TEXT PASSAGE:
Large cardinals and knot theory

Saturday 2008 January 26

I just came across the paper by P. Dehornoy: From large cardinals to braids via distributive algebra. J. Knot Theory Ramifications 4 (1995), no. 1, 33-79, which rather amazingly describes an application
of large cardinals in set theory to knot theory. The connection goes via left distributive algebras:
these are sets with a binary operation a[b] satisfying a[b[c]]=a[b][a[c]]. Typical examples are given by
a group G with a[b] given by the conjugation action of the group on itself: a[b] = aba-1. (By coincidence, Grigor Sargsyan mentioned this a few days ago in his comments on my post about set theory.)

Most of the obvious examples of left distributive algebras satisfy a[a]=a. Some examples not satisfying this come from the elementary embeddings of suitable models of set theory into themselves. There are two natural operations on the elementary embeddings of a suitable model into itself:
composition (corresponding to the group product in the example above) and and action a[b], which can be thought of informally as the image of the elementary embedding b under the action of a (corresponding to the action of a group on itself). The operation a[b] makes the set of elementary embeddings into a left distributive algebra that in general does not satisfy a[a]=a. (The existence of suitable elementary embeddings is essentially a rather powerful large cardinal axiom: the smallest ordinal not fixed by an elementary embedding turns out to be a very large cardinal.)

Dehorney’s paper explains how these new left distributive algebras first constructed using large cardinals were used to prove new results about braid groups in knot theory. A typical application is a definition of a linear order on braid groups, extending several previously known partial orders.

My impression is that most (and maybe all) the results about braid groups and left distributive algebras first proved using large cardinals have also later been proved by more elementary methods. This is rather like the applications of von Neumann algebras to knot theory by Vaughan Jones: they provided the initial motivation, but once the new results were known they were also proved by more elementary means.

Probability paradox

Thursday 2007 December 27

A result that amazed me when I first heard of it is that Gaussian measure on infinite dimensional Hilbert spaces does not exist.

At first sight it seems obvious that it exists: on any finite dimensional quotient one can define a Gaussian probability measure, and these are all “compatible”. So their “inverse limit” should give a Gaussian probability measure on the original infinite dimensional Hilbert space.

In fact this cannot work: the ball of radius R in 1 dimensional space has Gaussian volume V<1, so the ball of radius R in n dimensions has Gaussian measure at most V^n which tends to 0 as n tends to infinity. So the ball of radius R in infinite dimensions has Gaussian measure 0 for any R. As Hilbert space is the union of a countable number of such balls, it has Gaussian measure 0, contradicting the fact that Gaussian measure gives it measure 1.

SUPPLIED MATERIAL:
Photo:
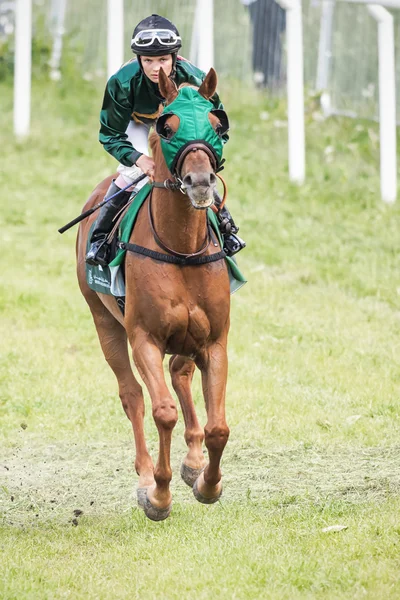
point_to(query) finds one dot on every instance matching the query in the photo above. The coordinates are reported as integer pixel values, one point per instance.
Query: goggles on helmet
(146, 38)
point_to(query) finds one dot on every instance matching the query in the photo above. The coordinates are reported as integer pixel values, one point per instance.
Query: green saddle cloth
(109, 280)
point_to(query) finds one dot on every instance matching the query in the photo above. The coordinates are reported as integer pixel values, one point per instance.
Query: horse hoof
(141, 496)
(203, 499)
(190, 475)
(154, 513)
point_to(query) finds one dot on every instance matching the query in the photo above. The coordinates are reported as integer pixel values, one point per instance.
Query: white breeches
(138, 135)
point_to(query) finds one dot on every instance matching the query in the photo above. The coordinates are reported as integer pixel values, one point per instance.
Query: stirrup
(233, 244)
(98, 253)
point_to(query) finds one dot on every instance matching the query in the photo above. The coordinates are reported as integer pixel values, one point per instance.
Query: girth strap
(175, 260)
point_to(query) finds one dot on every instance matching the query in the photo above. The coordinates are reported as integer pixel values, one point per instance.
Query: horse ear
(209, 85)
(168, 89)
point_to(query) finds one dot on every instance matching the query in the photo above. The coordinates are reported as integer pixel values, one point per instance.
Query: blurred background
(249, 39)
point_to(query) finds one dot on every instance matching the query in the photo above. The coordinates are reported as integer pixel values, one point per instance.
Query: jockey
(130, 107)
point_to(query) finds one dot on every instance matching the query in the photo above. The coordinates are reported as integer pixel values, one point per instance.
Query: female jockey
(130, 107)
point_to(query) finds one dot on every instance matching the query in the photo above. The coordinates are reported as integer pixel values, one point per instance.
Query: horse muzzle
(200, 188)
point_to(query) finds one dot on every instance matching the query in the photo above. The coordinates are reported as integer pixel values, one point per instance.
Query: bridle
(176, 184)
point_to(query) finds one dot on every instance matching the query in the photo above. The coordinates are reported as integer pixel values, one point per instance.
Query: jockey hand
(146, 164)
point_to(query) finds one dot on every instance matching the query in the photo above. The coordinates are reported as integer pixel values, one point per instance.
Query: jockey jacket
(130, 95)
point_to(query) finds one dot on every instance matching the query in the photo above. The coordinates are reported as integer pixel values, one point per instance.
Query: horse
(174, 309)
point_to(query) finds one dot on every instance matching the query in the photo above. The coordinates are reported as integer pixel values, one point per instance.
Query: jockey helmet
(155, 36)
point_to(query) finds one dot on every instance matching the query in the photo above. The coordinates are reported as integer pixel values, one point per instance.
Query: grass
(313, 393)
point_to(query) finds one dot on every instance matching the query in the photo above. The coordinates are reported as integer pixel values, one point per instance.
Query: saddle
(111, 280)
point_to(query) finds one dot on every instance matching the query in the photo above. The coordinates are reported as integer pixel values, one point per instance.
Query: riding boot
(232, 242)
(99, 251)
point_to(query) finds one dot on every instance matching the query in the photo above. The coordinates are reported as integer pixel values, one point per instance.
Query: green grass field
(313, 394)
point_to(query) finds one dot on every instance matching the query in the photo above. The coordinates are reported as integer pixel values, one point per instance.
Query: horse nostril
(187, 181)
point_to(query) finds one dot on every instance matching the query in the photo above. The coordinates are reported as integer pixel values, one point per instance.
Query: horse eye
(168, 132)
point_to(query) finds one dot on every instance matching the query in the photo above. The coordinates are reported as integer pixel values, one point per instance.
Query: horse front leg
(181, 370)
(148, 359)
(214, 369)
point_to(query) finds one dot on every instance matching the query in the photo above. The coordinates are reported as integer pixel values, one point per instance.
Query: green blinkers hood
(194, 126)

WRITTEN TASK:
Answer these questions using the blog text above:
1. What identity must the binary operation of a left distributive algebra satisfy?
2. What is named as a typical application to braid groups?
3. According to the post on the probability paradox, what Gaussian measure does Hilbert space end up having as a union of countably many balls?

WRITTEN RESPONSE:
1. a[b[c]]=a[b][a[c]]
2. A definition of a linear order on braid groups that extends several previously known partial orders.
3. Gaussian measure 0.